## Prompt
Which lines of the material hold the word "below"? Copy each one.

## Record excerpts
※
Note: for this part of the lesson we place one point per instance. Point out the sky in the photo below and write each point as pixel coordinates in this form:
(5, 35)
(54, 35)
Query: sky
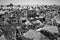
(30, 2)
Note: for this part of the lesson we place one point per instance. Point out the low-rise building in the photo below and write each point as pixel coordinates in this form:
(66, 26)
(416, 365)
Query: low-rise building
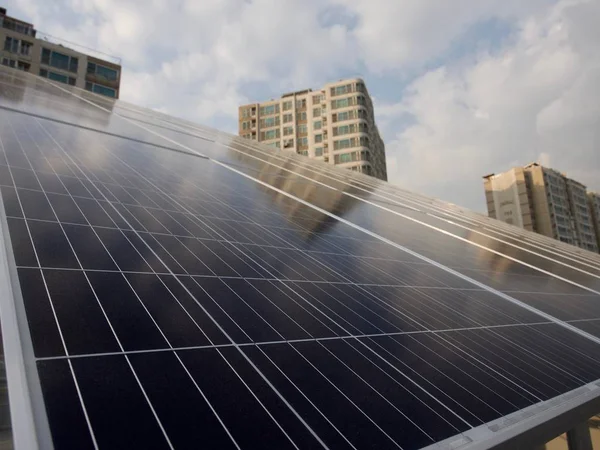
(25, 48)
(543, 200)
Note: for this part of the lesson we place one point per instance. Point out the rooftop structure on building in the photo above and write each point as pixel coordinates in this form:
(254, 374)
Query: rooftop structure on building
(25, 48)
(334, 124)
(546, 201)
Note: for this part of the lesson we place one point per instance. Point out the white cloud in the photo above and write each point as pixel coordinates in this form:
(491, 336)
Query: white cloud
(392, 34)
(533, 96)
(534, 100)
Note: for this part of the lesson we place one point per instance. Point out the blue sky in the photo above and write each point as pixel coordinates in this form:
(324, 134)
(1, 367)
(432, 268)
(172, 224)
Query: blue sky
(462, 88)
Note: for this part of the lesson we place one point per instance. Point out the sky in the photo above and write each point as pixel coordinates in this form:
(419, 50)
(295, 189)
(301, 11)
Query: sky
※
## Result
Note: for this part of the lesson we place one point per instance. Point out the sky in the photo below and write each point as pixel coordinates in this form:
Note: for this part of the lesson we place one point per instance. Point out the low-rise building in the photo below and write each point as pixel coordinates in this form:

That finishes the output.